● **Try it**: Every record below needs to be retyped exactly as it appears.

Records to process Start Marker

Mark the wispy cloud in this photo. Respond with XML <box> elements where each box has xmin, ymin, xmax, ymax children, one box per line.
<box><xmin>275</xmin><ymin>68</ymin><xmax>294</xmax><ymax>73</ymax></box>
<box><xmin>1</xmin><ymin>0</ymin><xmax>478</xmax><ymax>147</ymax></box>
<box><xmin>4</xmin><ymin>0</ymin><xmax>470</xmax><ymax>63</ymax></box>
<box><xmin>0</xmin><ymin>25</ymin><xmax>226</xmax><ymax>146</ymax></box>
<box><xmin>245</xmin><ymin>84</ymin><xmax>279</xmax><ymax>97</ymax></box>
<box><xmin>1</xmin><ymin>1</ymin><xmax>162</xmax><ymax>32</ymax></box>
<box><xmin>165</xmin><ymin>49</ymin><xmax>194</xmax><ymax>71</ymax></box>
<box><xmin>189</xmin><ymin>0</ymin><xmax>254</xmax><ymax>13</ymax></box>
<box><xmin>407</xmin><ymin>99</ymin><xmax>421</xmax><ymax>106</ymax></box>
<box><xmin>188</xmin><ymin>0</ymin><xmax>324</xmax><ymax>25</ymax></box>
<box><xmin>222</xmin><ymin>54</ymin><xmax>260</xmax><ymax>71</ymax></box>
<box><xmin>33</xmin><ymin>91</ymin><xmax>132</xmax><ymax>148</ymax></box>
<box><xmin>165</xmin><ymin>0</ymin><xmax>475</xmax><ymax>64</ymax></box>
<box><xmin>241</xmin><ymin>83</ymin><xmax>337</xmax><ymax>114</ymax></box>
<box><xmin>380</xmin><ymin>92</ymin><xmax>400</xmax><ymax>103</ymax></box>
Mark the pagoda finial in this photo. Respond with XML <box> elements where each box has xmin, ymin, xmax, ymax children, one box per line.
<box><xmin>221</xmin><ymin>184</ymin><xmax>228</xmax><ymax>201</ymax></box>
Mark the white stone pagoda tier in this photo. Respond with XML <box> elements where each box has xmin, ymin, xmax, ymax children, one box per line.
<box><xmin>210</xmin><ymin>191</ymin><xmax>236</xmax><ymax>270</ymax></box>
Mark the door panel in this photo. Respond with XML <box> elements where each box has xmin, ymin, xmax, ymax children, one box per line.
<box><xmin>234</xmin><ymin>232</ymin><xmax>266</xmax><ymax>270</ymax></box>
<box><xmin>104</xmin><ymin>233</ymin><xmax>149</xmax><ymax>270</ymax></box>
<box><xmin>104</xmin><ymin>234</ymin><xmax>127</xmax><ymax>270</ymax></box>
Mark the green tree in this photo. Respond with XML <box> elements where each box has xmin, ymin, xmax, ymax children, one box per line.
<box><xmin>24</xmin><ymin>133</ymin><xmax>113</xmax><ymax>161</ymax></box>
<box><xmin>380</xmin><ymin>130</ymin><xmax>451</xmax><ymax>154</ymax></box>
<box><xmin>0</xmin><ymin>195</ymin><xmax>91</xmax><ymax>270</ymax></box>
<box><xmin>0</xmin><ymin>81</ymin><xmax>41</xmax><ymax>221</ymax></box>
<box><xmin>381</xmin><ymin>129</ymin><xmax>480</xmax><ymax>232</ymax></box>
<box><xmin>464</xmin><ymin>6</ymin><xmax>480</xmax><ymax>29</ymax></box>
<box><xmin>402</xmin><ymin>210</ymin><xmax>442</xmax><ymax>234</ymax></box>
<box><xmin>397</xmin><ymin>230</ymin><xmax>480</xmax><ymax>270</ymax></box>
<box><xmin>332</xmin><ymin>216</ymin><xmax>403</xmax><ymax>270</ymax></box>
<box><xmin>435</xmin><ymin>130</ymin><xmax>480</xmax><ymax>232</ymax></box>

Records to process End Marker

● **Answer to this exercise**:
Mark the wispy cloud in this photo. Respond with XML <box> elements where each box has xmin, ymin, xmax, ymax children, one box per line.
<box><xmin>275</xmin><ymin>68</ymin><xmax>294</xmax><ymax>73</ymax></box>
<box><xmin>1</xmin><ymin>0</ymin><xmax>478</xmax><ymax>147</ymax></box>
<box><xmin>4</xmin><ymin>0</ymin><xmax>470</xmax><ymax>63</ymax></box>
<box><xmin>0</xmin><ymin>25</ymin><xmax>226</xmax><ymax>146</ymax></box>
<box><xmin>245</xmin><ymin>84</ymin><xmax>279</xmax><ymax>97</ymax></box>
<box><xmin>1</xmin><ymin>1</ymin><xmax>162</xmax><ymax>32</ymax></box>
<box><xmin>165</xmin><ymin>49</ymin><xmax>194</xmax><ymax>71</ymax></box>
<box><xmin>189</xmin><ymin>0</ymin><xmax>254</xmax><ymax>13</ymax></box>
<box><xmin>407</xmin><ymin>99</ymin><xmax>421</xmax><ymax>106</ymax></box>
<box><xmin>188</xmin><ymin>0</ymin><xmax>324</xmax><ymax>25</ymax></box>
<box><xmin>222</xmin><ymin>54</ymin><xmax>260</xmax><ymax>71</ymax></box>
<box><xmin>33</xmin><ymin>91</ymin><xmax>132</xmax><ymax>148</ymax></box>
<box><xmin>165</xmin><ymin>0</ymin><xmax>475</xmax><ymax>64</ymax></box>
<box><xmin>241</xmin><ymin>83</ymin><xmax>337</xmax><ymax>114</ymax></box>
<box><xmin>380</xmin><ymin>92</ymin><xmax>400</xmax><ymax>103</ymax></box>
Mark the pagoda finial in this photo. Respond with XML <box> elements where each box has xmin, ymin, xmax, ymax children, one box per line.
<box><xmin>221</xmin><ymin>184</ymin><xmax>228</xmax><ymax>201</ymax></box>
Mark the white stone pagoda tier in this photo. Respond with XML <box> elements where each box has xmin, ymin, xmax, ymax children, one box per line.
<box><xmin>210</xmin><ymin>191</ymin><xmax>236</xmax><ymax>270</ymax></box>
Mark the door panel in this photo. Respond with XML <box> elements where each box has xmin, ymin, xmax, ymax children, one box per line.
<box><xmin>234</xmin><ymin>232</ymin><xmax>266</xmax><ymax>270</ymax></box>
<box><xmin>104</xmin><ymin>233</ymin><xmax>149</xmax><ymax>270</ymax></box>
<box><xmin>104</xmin><ymin>234</ymin><xmax>127</xmax><ymax>270</ymax></box>
Mark the green tree in this photo. Respond with XML <box> elements where each box has xmin, ymin, xmax, ymax children, one box per line.
<box><xmin>24</xmin><ymin>133</ymin><xmax>113</xmax><ymax>161</ymax></box>
<box><xmin>380</xmin><ymin>130</ymin><xmax>451</xmax><ymax>154</ymax></box>
<box><xmin>0</xmin><ymin>195</ymin><xmax>91</xmax><ymax>270</ymax></box>
<box><xmin>0</xmin><ymin>81</ymin><xmax>41</xmax><ymax>221</ymax></box>
<box><xmin>381</xmin><ymin>129</ymin><xmax>480</xmax><ymax>232</ymax></box>
<box><xmin>464</xmin><ymin>6</ymin><xmax>480</xmax><ymax>29</ymax></box>
<box><xmin>402</xmin><ymin>210</ymin><xmax>442</xmax><ymax>234</ymax></box>
<box><xmin>397</xmin><ymin>230</ymin><xmax>480</xmax><ymax>270</ymax></box>
<box><xmin>332</xmin><ymin>216</ymin><xmax>403</xmax><ymax>270</ymax></box>
<box><xmin>435</xmin><ymin>130</ymin><xmax>480</xmax><ymax>232</ymax></box>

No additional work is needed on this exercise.